::: EXTRAIT :::

Le premier troupeau de brebis laitières d’Australie
EN FRANCHISSANT le beau portail en pierre qui donne accès à la large allée de béton, nous ne pouvons nous empêcher de penser que cette ferme pour l’élevage de moutons ne diffère guère des autres petites exploitations agricoles du sud de l’Australie.
Ses cent soixante hectares de terres ondulées sont tapissés de pâturages luxuriants parsemés d’eucalyptus majestueux. Ils sont irrigués par 8 000 litres d’eau provenant chaque heure de trois grands réservoirs alimentés par un puits.
Arrivés à un groupe de bâtiments neufs en briques, nous sommes frappés par la propreté qui y règne. L’entrée, flanquée d’un beau jardin de fleurs aux couleurs vives, pourrait bien être celle d’une des demeures modernes de la banlieue de Melbourne, la capitale, distante d’une soixantaine de kilomètres.
Ce complexe comprend l’étable, la laiterie et les autres bâtiments de la première ferme de l’Australie à produire du lait de brebis à des fins commerciales. En effet, ce lait est utilisé pour fabriquer des fromages Pechorino et Pechorino Romano.

:::

> _CONSIGNE_: Continuez l’extrait sur la première ferme australienne de brebis laitières, à la suite de sa dernière phrase.

::: DONNÉES SOURCES :::

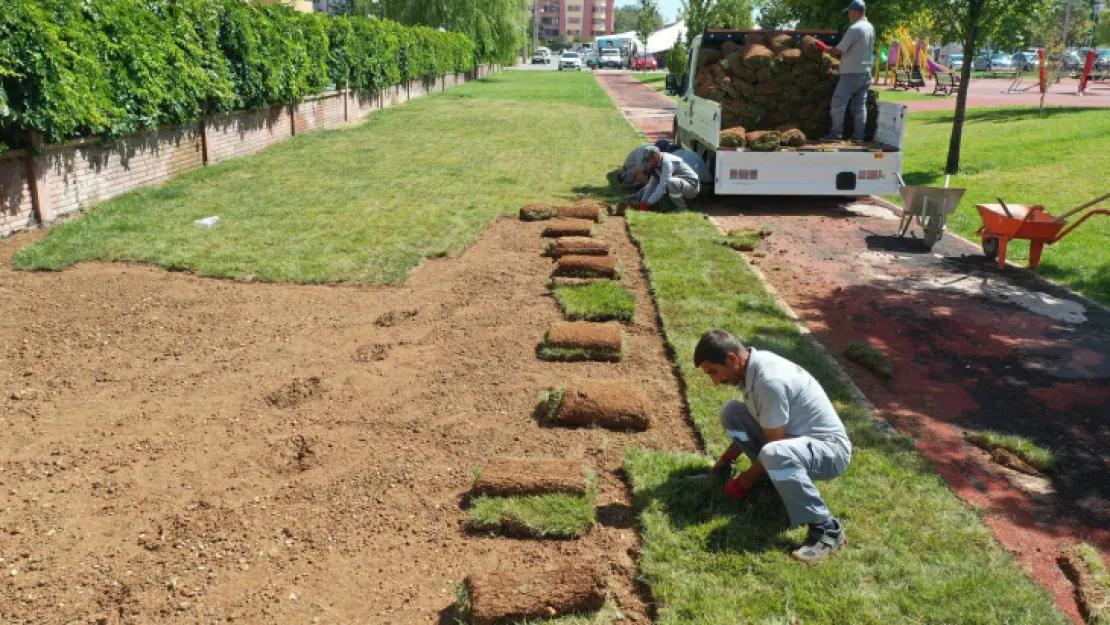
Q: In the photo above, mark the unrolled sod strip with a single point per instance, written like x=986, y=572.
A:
x=587, y=266
x=611, y=404
x=505, y=477
x=577, y=245
x=513, y=595
x=569, y=228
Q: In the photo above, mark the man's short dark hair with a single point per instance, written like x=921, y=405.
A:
x=714, y=348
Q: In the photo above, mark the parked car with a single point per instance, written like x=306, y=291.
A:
x=569, y=61
x=1002, y=63
x=644, y=62
x=542, y=56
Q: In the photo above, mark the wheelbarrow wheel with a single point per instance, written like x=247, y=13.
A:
x=990, y=247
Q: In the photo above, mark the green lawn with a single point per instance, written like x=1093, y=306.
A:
x=917, y=554
x=365, y=203
x=1060, y=161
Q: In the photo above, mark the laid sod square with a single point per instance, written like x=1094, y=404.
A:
x=553, y=515
x=583, y=341
x=599, y=301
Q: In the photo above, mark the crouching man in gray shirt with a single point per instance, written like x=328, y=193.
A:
x=787, y=427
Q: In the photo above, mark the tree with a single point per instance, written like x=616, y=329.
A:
x=645, y=20
x=972, y=21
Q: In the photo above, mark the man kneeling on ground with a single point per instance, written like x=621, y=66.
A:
x=788, y=430
x=666, y=173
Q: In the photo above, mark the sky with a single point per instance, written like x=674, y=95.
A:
x=667, y=8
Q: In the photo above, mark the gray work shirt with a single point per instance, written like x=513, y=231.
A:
x=696, y=162
x=669, y=167
x=778, y=392
x=633, y=163
x=857, y=48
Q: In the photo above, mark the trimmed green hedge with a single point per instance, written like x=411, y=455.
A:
x=111, y=68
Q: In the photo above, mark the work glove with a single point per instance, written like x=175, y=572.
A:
x=735, y=490
x=723, y=469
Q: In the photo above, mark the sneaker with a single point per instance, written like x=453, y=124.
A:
x=820, y=543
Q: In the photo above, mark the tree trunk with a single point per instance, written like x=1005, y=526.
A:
x=970, y=37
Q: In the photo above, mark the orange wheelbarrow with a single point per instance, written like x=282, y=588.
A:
x=1002, y=223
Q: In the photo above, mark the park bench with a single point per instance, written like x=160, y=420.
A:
x=946, y=83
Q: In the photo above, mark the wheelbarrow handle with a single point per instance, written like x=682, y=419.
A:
x=1081, y=207
x=1005, y=208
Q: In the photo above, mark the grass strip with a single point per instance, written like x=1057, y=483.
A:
x=1087, y=571
x=870, y=359
x=316, y=208
x=599, y=301
x=917, y=553
x=556, y=515
x=1033, y=455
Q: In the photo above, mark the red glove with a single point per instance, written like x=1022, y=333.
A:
x=736, y=490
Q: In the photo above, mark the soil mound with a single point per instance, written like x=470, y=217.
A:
x=514, y=595
x=585, y=335
x=537, y=212
x=609, y=404
x=579, y=211
x=569, y=228
x=577, y=245
x=294, y=393
x=506, y=477
x=587, y=266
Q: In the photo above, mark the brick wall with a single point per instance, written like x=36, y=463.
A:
x=239, y=134
x=63, y=179
x=17, y=208
x=72, y=177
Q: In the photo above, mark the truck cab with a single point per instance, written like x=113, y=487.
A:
x=815, y=169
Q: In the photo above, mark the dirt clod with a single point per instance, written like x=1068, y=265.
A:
x=569, y=228
x=513, y=595
x=506, y=477
x=294, y=393
x=585, y=335
x=611, y=404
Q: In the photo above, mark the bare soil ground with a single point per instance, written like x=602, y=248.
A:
x=179, y=450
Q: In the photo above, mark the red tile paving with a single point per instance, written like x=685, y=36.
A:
x=974, y=348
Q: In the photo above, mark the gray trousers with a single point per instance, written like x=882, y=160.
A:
x=678, y=190
x=793, y=464
x=851, y=89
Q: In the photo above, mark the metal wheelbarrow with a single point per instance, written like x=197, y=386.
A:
x=1002, y=223
x=929, y=205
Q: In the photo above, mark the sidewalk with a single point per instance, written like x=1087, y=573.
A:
x=972, y=349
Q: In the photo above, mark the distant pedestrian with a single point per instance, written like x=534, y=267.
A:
x=787, y=427
x=857, y=58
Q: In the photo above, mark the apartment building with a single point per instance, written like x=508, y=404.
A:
x=574, y=18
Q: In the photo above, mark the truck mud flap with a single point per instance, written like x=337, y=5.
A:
x=846, y=181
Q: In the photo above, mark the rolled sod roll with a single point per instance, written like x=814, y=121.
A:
x=579, y=211
x=537, y=212
x=764, y=139
x=733, y=138
x=569, y=228
x=585, y=335
x=611, y=404
x=578, y=247
x=512, y=595
x=506, y=477
x=791, y=135
x=587, y=265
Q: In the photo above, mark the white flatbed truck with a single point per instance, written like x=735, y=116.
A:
x=810, y=170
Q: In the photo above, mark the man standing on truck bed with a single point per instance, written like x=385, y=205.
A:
x=857, y=57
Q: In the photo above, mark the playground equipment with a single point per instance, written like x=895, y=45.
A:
x=1002, y=223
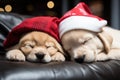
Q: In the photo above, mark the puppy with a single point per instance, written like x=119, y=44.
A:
x=36, y=46
x=85, y=38
x=35, y=39
x=88, y=46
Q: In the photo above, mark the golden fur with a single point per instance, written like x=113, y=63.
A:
x=36, y=46
x=88, y=46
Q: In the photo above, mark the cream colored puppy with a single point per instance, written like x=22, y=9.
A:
x=88, y=46
x=36, y=46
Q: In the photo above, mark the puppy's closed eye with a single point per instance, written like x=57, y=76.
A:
x=27, y=46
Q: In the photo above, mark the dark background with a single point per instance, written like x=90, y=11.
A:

:::

> _RÉPONSE_:
Il est quinze heures et un remue-ménage, accompagné de l’aboiement d’un chien de berger, nous attire vers le premier bâtiment. Jetant un coup d’œil à l’intérieur, nous sommes étonnés de voir qu’il est aussi net qu’un hôpital, les murs intérieurs étant revêtus de carreaux blancs. Les brebis s’y pressent, et chacune d’elles introduit sa tête dans une sorte de cerceau. Un ouvrier remplit les auges de boulettes faites d’un aliment spécial et ferme en même temps les cerceaux. Bientôt, deux rangées de 24 brebis sont prêtes pour la traite.
Les deux rangées sont séparées par une fosse peu profonde, pratiquée dans le plancher de béton, et dont les parois sont revêtues d’acier inoxydable. Les tubes en matière plastique et les gobelets trayeurs sont suspendus à un châssis situé près du plafond.
Deux ouvriers descendent dans la fosse, un pour chaque rangée d’animaux. Ils nettoient les pis des brebis puis leur attachent les gobelets. Le bruit rythmé de la trayeuse commence à se faire entendre et un grand pot étanche en verre se remplit peu à peu de lait.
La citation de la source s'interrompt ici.